* Stored data

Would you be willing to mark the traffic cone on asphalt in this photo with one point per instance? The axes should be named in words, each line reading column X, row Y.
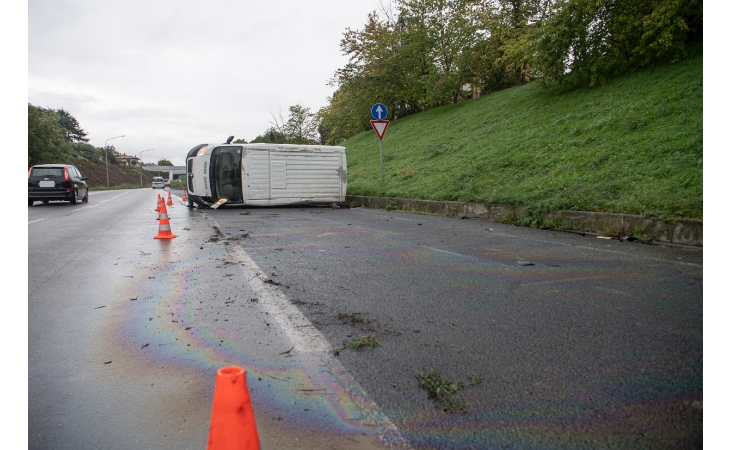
column 164, row 232
column 232, row 424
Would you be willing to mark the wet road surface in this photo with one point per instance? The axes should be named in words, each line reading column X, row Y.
column 595, row 343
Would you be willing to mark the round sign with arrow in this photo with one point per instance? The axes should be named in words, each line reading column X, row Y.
column 379, row 111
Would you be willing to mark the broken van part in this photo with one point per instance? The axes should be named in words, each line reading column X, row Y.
column 266, row 174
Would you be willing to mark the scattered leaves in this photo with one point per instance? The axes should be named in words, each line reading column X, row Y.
column 443, row 391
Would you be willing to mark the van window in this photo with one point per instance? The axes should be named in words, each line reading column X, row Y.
column 228, row 182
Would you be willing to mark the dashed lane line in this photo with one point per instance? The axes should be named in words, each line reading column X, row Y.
column 306, row 338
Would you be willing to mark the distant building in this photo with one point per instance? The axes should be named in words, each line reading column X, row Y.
column 127, row 160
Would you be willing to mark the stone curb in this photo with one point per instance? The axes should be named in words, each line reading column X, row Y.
column 683, row 232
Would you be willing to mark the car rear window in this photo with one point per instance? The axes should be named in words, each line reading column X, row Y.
column 47, row 172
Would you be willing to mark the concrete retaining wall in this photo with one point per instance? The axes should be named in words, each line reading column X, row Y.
column 684, row 232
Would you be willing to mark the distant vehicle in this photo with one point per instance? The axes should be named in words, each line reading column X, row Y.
column 48, row 182
column 265, row 174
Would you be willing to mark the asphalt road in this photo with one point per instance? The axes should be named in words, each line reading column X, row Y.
column 577, row 342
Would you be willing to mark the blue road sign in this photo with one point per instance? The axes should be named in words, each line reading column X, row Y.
column 379, row 111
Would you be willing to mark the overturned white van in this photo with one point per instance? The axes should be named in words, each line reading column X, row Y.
column 265, row 174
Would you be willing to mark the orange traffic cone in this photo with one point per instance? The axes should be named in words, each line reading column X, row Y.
column 232, row 424
column 164, row 232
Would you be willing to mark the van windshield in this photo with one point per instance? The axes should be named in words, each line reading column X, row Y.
column 228, row 174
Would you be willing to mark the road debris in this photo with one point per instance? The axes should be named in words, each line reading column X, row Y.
column 368, row 341
column 443, row 391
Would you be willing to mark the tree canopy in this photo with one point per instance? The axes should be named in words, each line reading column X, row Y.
column 423, row 54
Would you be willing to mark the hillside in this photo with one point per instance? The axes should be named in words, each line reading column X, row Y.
column 118, row 175
column 632, row 146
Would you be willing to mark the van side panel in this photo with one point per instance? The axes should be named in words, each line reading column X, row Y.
column 255, row 166
column 201, row 185
column 300, row 175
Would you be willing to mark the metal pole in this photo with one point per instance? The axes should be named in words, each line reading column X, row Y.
column 382, row 176
column 106, row 152
column 140, row 165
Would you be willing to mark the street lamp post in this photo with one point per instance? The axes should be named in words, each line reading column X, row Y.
column 140, row 165
column 106, row 151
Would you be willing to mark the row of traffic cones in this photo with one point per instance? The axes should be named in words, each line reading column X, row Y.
column 232, row 423
column 164, row 232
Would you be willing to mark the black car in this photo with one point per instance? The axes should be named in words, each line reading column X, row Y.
column 48, row 182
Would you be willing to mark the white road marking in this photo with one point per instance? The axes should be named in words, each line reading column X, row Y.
column 306, row 338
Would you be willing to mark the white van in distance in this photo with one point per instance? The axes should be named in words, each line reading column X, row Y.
column 265, row 174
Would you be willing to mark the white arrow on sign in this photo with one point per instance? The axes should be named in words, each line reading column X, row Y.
column 380, row 126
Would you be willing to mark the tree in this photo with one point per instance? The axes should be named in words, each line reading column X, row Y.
column 270, row 136
column 299, row 128
column 46, row 139
column 595, row 39
column 74, row 133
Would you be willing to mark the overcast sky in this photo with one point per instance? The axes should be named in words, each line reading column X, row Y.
column 169, row 75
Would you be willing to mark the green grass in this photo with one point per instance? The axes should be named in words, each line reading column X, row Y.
column 632, row 146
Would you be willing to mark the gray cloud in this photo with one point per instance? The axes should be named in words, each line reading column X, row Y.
column 172, row 74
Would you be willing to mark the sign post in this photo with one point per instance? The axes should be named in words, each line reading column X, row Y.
column 379, row 112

* PROMPT
Extract every line from the one containing "Would you be willing to mark the black" to the end of the entries, including both of those lines, exactly as given and with nothing added.

* FULL RESPONSE
Would you be willing to mark the black car in this photo with one point per instance? The axes should be named in words, each line reading column X, row Y.
column 48, row 182
Would you be willing to mark the white road marking in this photo with one point per instance? The axes should be named in words, each line reading column X, row Y.
column 306, row 338
Would you be willing to mark the white van in distance in this photo with one point per instance? The axes should be named in words, each line reading column X, row Y.
column 265, row 174
Would you be willing to mark the white arrow on sign in this photo with one point per instance? The axes should be named in words, each line reading column X, row Y.
column 380, row 126
Would you be willing to mark the tree in this photo with one point per instance? The axes should be named in words, each line reading column X, row Y.
column 270, row 136
column 299, row 128
column 46, row 139
column 595, row 39
column 74, row 133
Would you be willing to mark the overcast sky in this photo with one point per instance? The axes should be named in words, each line reading column X, row Y.
column 169, row 75
Would you be willing to mark the green grass in this photo with one point per instance? The axes should be named in words, each line reading column X, row Y.
column 632, row 146
Would you be willing to mark the gray cloud in this photo with one point per instance? The axes should be named in words, each line reading column X, row Y.
column 172, row 74
Would you be willing to mark the sign post in this photo with one point per instance? The axes should be named in words, each line reading column X, row Y.
column 379, row 112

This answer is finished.